Region pointing data:
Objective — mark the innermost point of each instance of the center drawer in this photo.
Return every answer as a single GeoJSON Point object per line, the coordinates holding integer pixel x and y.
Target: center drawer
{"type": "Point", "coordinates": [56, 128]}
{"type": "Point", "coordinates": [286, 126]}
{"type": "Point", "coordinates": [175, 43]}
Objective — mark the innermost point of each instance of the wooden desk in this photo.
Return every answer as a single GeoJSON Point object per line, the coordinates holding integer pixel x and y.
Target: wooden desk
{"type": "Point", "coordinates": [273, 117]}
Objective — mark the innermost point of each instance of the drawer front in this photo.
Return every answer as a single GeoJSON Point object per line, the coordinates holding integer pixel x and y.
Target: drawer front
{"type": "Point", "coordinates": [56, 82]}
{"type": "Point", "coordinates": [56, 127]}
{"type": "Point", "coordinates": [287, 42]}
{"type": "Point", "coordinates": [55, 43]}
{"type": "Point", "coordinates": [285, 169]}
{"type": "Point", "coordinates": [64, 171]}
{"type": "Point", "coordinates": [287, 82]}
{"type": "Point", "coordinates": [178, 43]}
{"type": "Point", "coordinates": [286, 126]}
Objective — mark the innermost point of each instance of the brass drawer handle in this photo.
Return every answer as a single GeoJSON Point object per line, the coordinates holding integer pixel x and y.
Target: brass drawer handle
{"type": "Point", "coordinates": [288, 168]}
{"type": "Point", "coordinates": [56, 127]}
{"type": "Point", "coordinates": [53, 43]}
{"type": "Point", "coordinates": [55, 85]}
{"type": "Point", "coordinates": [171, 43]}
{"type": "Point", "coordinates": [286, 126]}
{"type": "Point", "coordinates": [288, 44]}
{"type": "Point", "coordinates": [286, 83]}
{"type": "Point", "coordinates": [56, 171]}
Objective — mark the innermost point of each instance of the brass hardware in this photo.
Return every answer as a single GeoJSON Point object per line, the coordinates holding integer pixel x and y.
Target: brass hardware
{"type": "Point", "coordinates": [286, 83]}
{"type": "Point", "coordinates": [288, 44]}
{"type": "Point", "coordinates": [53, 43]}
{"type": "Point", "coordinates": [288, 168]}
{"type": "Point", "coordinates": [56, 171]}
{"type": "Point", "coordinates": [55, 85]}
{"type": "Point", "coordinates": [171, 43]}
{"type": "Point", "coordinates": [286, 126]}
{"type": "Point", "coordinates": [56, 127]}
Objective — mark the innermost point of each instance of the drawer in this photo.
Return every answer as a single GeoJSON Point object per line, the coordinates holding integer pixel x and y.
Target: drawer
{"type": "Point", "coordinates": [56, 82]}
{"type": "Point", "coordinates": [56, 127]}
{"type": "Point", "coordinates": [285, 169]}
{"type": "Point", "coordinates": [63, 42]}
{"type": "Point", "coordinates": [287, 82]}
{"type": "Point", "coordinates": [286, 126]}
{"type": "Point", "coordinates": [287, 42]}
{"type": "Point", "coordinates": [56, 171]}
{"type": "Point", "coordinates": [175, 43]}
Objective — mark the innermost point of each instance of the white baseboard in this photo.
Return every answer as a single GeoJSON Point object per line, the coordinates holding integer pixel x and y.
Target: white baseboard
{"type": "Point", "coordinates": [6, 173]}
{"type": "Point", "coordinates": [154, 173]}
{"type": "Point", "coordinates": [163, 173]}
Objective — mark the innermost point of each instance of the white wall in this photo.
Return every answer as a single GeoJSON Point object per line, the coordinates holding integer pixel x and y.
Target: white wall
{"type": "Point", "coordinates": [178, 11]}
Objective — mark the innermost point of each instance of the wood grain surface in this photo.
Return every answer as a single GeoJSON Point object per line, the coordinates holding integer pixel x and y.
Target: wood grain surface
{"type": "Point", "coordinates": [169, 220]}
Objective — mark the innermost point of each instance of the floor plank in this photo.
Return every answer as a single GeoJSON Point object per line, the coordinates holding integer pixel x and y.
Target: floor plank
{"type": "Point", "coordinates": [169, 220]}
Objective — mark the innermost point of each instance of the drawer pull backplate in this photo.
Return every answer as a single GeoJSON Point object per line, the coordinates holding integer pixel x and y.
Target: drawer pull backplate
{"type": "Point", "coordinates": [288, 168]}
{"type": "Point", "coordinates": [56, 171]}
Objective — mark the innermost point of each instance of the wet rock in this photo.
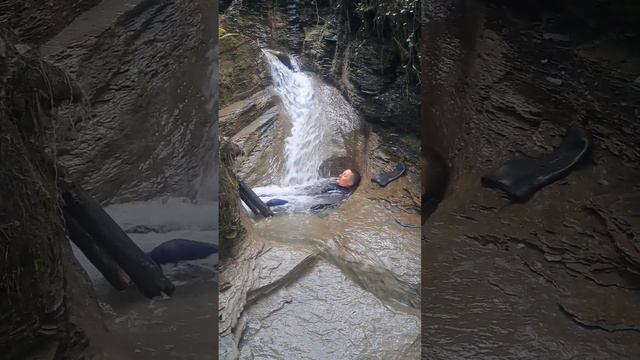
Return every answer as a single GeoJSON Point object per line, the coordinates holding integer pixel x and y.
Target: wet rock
{"type": "Point", "coordinates": [554, 81]}
{"type": "Point", "coordinates": [141, 81]}
{"type": "Point", "coordinates": [555, 37]}
{"type": "Point", "coordinates": [243, 70]}
{"type": "Point", "coordinates": [37, 21]}
{"type": "Point", "coordinates": [238, 115]}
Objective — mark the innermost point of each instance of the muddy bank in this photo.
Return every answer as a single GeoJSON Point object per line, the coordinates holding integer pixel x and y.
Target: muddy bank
{"type": "Point", "coordinates": [142, 67]}
{"type": "Point", "coordinates": [143, 138]}
{"type": "Point", "coordinates": [303, 274]}
{"type": "Point", "coordinates": [554, 277]}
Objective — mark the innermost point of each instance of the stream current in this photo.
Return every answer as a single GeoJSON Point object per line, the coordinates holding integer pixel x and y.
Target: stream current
{"type": "Point", "coordinates": [358, 294]}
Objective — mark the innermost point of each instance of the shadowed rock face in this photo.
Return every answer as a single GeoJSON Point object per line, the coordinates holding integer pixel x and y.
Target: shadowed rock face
{"type": "Point", "coordinates": [37, 21]}
{"type": "Point", "coordinates": [36, 269]}
{"type": "Point", "coordinates": [143, 67]}
{"type": "Point", "coordinates": [366, 67]}
{"type": "Point", "coordinates": [553, 277]}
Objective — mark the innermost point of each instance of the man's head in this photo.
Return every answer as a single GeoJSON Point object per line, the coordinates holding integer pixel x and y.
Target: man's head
{"type": "Point", "coordinates": [348, 179]}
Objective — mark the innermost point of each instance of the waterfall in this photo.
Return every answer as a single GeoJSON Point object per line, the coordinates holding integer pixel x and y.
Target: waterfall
{"type": "Point", "coordinates": [312, 130]}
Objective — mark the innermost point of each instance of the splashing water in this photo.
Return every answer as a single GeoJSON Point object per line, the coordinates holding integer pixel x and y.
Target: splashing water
{"type": "Point", "coordinates": [319, 114]}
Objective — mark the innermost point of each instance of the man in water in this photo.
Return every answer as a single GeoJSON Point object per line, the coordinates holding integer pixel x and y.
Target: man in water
{"type": "Point", "coordinates": [323, 195]}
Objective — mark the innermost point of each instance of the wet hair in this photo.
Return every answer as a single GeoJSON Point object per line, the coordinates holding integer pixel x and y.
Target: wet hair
{"type": "Point", "coordinates": [356, 178]}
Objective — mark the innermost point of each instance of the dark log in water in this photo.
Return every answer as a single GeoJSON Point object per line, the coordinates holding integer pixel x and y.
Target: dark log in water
{"type": "Point", "coordinates": [138, 265]}
{"type": "Point", "coordinates": [254, 199]}
{"type": "Point", "coordinates": [101, 259]}
{"type": "Point", "coordinates": [246, 200]}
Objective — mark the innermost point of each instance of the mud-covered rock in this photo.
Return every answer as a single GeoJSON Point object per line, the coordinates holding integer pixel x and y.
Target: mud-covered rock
{"type": "Point", "coordinates": [143, 73]}
{"type": "Point", "coordinates": [38, 21]}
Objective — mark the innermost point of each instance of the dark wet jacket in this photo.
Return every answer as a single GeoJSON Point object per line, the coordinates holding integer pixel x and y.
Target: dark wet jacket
{"type": "Point", "coordinates": [328, 194]}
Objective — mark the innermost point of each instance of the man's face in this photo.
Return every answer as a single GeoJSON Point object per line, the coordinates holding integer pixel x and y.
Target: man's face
{"type": "Point", "coordinates": [346, 178]}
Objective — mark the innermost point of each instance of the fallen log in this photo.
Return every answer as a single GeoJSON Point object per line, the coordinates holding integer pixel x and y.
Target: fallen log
{"type": "Point", "coordinates": [254, 199]}
{"type": "Point", "coordinates": [107, 266]}
{"type": "Point", "coordinates": [144, 272]}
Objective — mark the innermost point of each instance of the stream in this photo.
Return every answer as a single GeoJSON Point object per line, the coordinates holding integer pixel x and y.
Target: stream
{"type": "Point", "coordinates": [343, 284]}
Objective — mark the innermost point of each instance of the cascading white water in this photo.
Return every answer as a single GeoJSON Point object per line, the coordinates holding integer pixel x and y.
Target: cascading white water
{"type": "Point", "coordinates": [318, 114]}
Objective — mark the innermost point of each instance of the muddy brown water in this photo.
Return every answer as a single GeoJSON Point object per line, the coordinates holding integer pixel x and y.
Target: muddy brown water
{"type": "Point", "coordinates": [344, 284]}
{"type": "Point", "coordinates": [546, 279]}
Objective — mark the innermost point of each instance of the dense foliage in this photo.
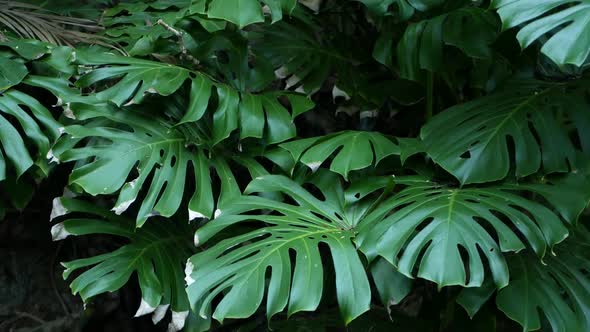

- Task prompt -
Pictures excluded, print only the lines from the one with "brown water in this photo." through the end of the entries above, exactly as written.

- The answer -
Objective — mark the innermost point of each instance of the muddy brown water in this photo.
Return every answer as a single GeoJSON Point object per line, the coordinates holding integer pixel x and y.
Target: muddy brown water
{"type": "Point", "coordinates": [344, 284]}
{"type": "Point", "coordinates": [546, 279]}
Objective — mark the innermost point of each instance of the dense foliage in this photo.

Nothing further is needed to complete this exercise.